STORED DATA:
□ □ □ □

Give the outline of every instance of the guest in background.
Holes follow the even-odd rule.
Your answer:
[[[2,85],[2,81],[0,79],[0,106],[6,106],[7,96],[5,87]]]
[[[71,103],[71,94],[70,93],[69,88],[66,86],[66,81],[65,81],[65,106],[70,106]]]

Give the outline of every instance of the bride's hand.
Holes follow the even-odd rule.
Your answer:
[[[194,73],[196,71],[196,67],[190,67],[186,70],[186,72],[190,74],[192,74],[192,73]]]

□ □ □ □

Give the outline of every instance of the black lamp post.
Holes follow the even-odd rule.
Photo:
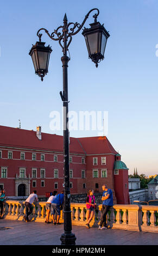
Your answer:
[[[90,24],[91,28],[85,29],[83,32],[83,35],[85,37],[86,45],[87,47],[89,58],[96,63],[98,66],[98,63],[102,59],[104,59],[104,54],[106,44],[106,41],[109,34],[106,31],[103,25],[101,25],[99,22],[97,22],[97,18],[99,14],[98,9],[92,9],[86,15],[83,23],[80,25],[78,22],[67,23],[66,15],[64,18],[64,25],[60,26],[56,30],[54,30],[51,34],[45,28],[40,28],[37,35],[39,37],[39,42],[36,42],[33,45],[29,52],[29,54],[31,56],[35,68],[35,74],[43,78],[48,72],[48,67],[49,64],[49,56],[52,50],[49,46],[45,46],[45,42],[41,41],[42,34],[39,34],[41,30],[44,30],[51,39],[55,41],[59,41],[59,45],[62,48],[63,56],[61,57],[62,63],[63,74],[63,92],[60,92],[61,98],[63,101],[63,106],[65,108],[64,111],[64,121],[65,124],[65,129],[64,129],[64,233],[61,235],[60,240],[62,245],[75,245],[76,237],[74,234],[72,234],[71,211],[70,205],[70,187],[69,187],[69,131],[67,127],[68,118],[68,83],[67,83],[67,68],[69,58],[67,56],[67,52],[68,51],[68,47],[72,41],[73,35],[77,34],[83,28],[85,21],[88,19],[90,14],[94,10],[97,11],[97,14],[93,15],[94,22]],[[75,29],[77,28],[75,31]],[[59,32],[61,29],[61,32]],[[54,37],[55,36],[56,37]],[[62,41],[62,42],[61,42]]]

□ □ □ □

DIRECTIONS FOR THIS TASK: Collect all lines above that contain the string "every", treating uppercase and lowercase as different.

ANSWER IN FULL:
Give the outline of every instance of the guest in background.
Give the outline of every instance of the bride's hand.
Give the outline of every instance of the black lamp post.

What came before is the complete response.